Record set →
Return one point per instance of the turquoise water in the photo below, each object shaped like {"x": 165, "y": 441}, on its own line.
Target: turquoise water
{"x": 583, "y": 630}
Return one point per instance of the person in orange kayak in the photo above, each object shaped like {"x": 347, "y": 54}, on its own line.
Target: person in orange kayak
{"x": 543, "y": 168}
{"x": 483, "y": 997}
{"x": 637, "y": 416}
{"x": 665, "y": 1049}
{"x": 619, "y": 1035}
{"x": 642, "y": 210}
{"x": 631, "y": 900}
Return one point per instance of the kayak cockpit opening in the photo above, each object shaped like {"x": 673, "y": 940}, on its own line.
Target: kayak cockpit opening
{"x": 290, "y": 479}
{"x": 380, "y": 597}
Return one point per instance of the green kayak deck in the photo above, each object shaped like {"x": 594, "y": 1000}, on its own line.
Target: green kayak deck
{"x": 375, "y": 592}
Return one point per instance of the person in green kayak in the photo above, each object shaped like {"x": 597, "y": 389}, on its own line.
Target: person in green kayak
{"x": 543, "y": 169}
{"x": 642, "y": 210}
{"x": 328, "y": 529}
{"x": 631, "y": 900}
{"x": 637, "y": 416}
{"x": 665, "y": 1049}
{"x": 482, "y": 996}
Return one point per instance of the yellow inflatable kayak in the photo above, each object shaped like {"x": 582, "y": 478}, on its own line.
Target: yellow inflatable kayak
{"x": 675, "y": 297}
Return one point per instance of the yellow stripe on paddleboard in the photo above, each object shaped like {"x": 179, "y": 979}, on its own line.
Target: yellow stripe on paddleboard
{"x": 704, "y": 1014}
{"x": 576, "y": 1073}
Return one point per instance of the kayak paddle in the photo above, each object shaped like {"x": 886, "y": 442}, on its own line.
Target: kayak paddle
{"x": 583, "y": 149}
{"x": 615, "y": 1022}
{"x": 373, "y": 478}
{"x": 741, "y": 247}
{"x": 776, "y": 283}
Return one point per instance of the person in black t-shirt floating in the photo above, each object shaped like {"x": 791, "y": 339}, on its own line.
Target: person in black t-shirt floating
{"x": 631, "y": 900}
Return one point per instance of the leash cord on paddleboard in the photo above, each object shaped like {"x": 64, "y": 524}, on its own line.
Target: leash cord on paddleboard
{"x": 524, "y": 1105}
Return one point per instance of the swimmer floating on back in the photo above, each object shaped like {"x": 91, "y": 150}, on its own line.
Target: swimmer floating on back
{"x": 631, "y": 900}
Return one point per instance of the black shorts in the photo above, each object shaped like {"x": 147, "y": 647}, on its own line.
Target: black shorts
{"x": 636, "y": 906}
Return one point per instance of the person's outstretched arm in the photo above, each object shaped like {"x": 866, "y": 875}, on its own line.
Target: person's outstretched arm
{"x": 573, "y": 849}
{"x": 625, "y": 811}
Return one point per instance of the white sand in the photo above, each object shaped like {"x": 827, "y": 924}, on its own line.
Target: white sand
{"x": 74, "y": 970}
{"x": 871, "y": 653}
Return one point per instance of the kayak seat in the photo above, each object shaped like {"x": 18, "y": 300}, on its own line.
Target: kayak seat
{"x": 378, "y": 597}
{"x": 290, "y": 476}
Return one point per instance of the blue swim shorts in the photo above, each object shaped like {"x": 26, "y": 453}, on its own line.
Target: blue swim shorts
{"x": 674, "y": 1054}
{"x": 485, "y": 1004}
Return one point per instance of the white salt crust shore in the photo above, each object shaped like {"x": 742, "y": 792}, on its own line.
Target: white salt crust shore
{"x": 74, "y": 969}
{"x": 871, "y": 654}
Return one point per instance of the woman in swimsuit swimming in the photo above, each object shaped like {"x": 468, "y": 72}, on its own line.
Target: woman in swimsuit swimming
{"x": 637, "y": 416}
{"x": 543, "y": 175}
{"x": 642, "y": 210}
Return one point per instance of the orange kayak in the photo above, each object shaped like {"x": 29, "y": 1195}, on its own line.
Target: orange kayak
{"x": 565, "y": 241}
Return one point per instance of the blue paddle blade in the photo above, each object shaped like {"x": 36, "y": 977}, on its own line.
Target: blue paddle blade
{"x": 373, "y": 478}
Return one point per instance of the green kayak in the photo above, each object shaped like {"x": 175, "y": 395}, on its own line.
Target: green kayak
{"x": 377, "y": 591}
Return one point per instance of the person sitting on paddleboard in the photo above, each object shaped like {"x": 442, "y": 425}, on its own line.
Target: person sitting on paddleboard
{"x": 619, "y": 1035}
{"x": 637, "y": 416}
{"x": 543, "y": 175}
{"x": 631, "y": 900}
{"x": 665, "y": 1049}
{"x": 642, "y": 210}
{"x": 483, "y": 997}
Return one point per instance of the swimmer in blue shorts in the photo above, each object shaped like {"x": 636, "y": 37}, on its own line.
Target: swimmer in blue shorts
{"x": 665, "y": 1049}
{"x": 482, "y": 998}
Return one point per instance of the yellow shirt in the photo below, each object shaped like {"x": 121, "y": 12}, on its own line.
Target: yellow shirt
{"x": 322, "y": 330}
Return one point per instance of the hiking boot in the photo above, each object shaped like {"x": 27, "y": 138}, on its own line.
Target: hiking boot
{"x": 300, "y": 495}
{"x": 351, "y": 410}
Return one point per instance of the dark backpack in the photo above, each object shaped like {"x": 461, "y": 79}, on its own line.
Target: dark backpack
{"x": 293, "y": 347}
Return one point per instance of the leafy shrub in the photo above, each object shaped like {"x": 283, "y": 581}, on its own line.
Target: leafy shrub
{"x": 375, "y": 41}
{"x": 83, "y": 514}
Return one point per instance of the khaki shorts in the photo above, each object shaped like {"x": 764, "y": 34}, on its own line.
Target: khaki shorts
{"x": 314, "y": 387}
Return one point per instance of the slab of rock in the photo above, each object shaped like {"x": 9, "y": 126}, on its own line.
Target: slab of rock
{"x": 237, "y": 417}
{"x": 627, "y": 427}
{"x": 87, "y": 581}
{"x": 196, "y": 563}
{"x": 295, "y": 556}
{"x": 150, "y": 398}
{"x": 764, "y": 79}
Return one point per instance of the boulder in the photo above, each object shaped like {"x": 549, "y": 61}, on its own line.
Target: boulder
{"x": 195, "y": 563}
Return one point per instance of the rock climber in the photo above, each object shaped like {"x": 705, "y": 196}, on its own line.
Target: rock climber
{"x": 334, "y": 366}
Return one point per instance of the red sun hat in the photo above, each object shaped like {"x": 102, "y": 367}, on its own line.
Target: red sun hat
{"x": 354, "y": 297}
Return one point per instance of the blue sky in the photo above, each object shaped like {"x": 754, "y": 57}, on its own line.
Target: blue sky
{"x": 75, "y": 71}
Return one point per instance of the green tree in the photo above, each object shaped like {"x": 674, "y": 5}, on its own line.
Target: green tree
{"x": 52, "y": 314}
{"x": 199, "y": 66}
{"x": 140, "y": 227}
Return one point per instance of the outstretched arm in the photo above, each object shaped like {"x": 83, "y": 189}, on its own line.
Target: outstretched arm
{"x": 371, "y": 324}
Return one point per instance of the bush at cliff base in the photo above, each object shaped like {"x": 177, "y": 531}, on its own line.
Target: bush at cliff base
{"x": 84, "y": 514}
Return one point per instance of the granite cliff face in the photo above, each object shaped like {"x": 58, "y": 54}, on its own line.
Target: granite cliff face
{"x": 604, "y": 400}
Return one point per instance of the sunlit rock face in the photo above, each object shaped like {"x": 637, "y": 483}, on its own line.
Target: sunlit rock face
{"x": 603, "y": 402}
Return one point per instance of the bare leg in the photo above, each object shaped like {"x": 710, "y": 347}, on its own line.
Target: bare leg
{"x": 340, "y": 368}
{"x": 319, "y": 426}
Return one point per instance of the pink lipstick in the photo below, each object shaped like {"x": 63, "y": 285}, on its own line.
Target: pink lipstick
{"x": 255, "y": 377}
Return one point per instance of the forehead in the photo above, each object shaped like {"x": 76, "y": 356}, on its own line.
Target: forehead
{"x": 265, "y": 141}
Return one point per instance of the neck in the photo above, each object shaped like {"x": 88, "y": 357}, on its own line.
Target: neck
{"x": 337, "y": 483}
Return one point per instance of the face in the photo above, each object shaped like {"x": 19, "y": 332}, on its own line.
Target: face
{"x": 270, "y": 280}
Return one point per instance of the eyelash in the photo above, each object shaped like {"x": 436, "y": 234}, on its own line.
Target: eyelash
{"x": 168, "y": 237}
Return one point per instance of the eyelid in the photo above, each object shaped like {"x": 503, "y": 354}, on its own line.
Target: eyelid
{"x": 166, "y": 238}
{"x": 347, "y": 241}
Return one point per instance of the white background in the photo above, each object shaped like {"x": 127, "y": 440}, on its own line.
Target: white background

Work instructions →
Begin with the line that contains "Return one point per instance of the neck" and quote each line after it exactly, stopping after the last line of the data.

In response →
Return one point per instance of the neck in the photo above, each object shaped like {"x": 88, "y": 357}, on its own line.
Target: neck
{"x": 337, "y": 483}
Return one point per instance of the face in the photo above, each object shaped like {"x": 19, "y": 332}, on its own line.
Target: face
{"x": 270, "y": 280}
Return one point per instance of the eyelash in the photo above, each object shaped like {"x": 436, "y": 234}, on its own line.
Target: eyelash
{"x": 168, "y": 237}
Return one point per instance of the eyelid in the photo above, each object shaped like {"x": 503, "y": 354}, on its own line.
Target: eyelid
{"x": 166, "y": 238}
{"x": 347, "y": 241}
Return one point per instance of the white background in the photo above, each object shaped like {"x": 127, "y": 440}, on its own line.
Target: white background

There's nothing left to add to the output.